- TASK PROMPT
Rewrite the listing below, changing every "set a dot" to "place a point" and keeping everything else the same. Leave the pictures out.
########
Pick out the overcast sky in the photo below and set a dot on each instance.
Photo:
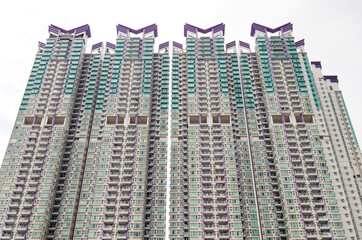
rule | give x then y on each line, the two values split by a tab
331	29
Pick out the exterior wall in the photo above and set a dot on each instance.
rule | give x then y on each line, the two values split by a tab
262	146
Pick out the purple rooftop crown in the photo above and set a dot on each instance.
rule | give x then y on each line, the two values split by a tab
216	28
85	28
261	28
148	29
299	43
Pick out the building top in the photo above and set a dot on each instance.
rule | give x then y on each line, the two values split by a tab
215	29
261	28
85	28
149	29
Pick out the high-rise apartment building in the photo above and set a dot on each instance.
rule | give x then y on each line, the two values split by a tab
247	145
262	146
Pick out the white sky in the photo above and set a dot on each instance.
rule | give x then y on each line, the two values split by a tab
331	30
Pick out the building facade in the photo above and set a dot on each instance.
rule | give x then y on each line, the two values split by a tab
224	143
261	143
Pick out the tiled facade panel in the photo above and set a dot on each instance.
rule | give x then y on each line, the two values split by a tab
247	145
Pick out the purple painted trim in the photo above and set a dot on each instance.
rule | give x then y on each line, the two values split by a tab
110	45
97	45
145	30
230	44
194	29
261	28
163	45
176	44
41	44
332	78
316	64
285	45
299	43
85	28
244	44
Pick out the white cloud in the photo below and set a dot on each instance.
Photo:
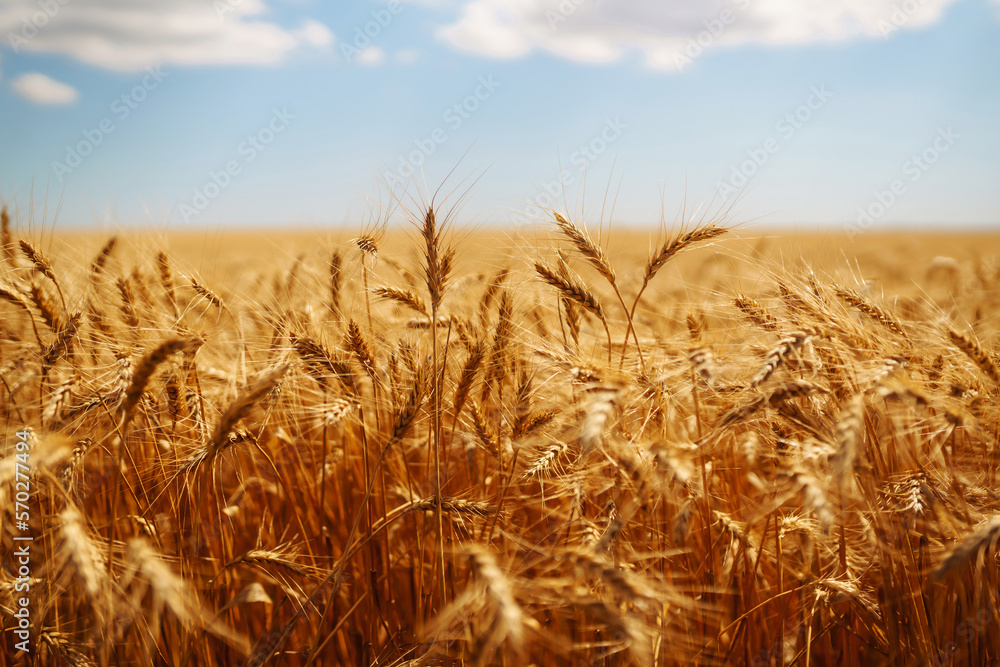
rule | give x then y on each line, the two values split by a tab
315	34
370	56
407	56
130	35
40	89
667	32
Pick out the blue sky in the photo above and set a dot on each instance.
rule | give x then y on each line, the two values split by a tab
875	114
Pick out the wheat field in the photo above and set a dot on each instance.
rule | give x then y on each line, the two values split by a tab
429	445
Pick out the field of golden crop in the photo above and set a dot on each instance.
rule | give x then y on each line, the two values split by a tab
543	447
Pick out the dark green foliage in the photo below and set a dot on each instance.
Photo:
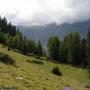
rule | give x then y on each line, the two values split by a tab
6	59
54	47
56	71
39	49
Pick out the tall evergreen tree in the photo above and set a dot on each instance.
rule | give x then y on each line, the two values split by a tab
54	47
74	56
39	49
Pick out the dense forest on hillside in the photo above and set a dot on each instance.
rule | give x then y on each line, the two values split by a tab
72	49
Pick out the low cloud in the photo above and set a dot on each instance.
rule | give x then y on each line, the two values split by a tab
42	12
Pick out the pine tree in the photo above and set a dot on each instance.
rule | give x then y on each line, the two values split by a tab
39	49
54	47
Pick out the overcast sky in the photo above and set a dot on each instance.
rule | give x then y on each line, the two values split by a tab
42	12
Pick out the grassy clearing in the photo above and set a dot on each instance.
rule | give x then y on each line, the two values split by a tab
31	76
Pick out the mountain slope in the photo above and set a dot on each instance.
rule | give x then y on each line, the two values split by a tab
30	76
44	32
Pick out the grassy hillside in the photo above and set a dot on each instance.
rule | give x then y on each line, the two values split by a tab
27	75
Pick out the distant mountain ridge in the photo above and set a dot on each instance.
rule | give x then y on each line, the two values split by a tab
42	33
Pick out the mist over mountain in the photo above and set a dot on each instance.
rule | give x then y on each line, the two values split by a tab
42	33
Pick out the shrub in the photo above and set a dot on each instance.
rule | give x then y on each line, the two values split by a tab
56	71
6	59
36	62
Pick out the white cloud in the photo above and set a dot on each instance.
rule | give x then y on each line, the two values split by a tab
41	12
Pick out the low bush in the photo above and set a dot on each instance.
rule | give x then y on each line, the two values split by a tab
36	62
6	59
56	71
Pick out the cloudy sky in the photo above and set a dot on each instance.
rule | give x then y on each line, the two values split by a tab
42	12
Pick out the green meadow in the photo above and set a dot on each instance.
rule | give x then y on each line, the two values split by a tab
27	75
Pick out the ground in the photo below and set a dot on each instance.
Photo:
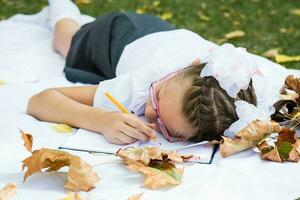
########
- ANSWER TO THE EXERCISE
Pick out the overcast sky in the photo below and place a point on each instance.
Photo:
rule | give x then y on each line, the two values split by a tab
331	29
Pick out the exterior wall in the photo above and place a point on each instance.
rule | give x then y on each line, the two values split by a tab
262	146
Pick out the purple rooftop crown in the photo above and place a point on each instance.
rule | give x then y on each line, the two values split by a tab
216	28
85	28
261	28
148	29
299	43
Pick out the building top in the photo above and place a point on each instance.
rule | give x then y on each line, the two values split by a tab
215	29
261	28
85	28
149	29
Pick out the high-rise apartment building in the photo above and place a point on each instance.
rule | give x then y on each line, the two values split by a tab
247	145
262	146
Pick out the white sky in the photo above and place a point on each instance.
rule | give x then y on each line, the two values split by a tab
331	30
Pick out the building facade in the photo above and place a point on each instance.
rule | give x then y on each line, the two values split by a tab
224	143
261	143
Pick out the tiled facade panel in the photo above and place a point on each instance.
rule | give x then y on each line, the two values split by a tab
247	145
Pick out the purple painted trim in the photo above and place a point on each instance.
rule | give x then y on each line, the two values split by a tab
110	45
97	45
145	30
230	44
194	29
261	28
163	45
176	44
41	44
332	78
316	64
285	45
299	43
85	28
244	44
Pick out the white cloud in the photo below and place a point on each instance.
Photo:
rule | give x then y on each line, the two values split by a tab
315	34
370	56
407	56
130	35
40	89
667	32
Pick out the blue sky in the photo above and place a point on each instance.
rule | give x then y on each line, the two values split by a tab
875	114
Pick out the wheat field in the photo above and place a point on each instance.
rule | give x then y on each line, the two values split by a tab
429	445
Pick out the field of golden crop in the photo above and place a point on each instance.
rule | give x then y on each line, the two values split by a tab
543	447
Pick out the dark green foliage in the photo below and place a point on each instance.
Photo:
rule | give x then y on each line, the two values split by a tab
6	59
54	47
56	71
39	49
Pick out the tall evergreen tree in the photo above and place a point on each instance.
rule | give x then y on each line, the two values split by a tab
54	47
74	56
39	49
Pick out the dense forest on hillside in the photo above and place a point on each instance.
rule | give x then y on each line, the two values split by a tab
72	49
Pick out the low cloud in the photo above and place a point on each instance.
rule | give x then y on each line, the two values split by a tab
42	12
Pick out the pine tree in the photo above and place a point on each instance.
rule | give x then y on each line, the two values split by a tab
39	49
54	47
Pick out the overcast sky in the photo above and place a point on each instance.
rule | give x then y on each line, the two values split by a tab
42	12
Pick out the grassy clearing in the photo above and place a point on each instance.
rule | give x then y on each line, the two values split by a tab
31	76
Pick out the mountain slope in the photo above and place a point on each instance.
rule | give x then y on each line, the two values split by a tab
30	76
44	32
Pick out the grassy hillside in the photo above and place a point on each instance.
rule | give x then y on each line, the two values split by a tab
27	75
Pick out the distant mountain ridge in the photo above and place a point on each instance.
rule | give x then y on each line, the two values split by a tab
42	33
Pick out the mist over mountain in the photo above and place a point on each instance.
rule | give x then y on each line, the two values split by a tab
42	33
Pick out the shrub in the photo above and place a point on each instance.
rule | give x then y on each line, the two values split by a tab
56	71
6	59
36	62
Pick out the white cloud in the photo above and place a point on each instance.
rule | give x then y on each line, the two values split by a tab
41	12
Pick out the low bush in the photo above and place a point on each instance.
rule | give x then y on each line, the two values split by a tab
36	62
6	59
56	71
Pick out the cloudy sky in the photo above and place a point on each instance.
rule | give x then y on each line, the two values split by a tab
42	12
Pick out the green meadow in the photo above and place a point on each instance.
rule | give x then y on each line, the two values split by a tab
27	75
Pick out the ground in the photo below and place a point on each instance.
Photo:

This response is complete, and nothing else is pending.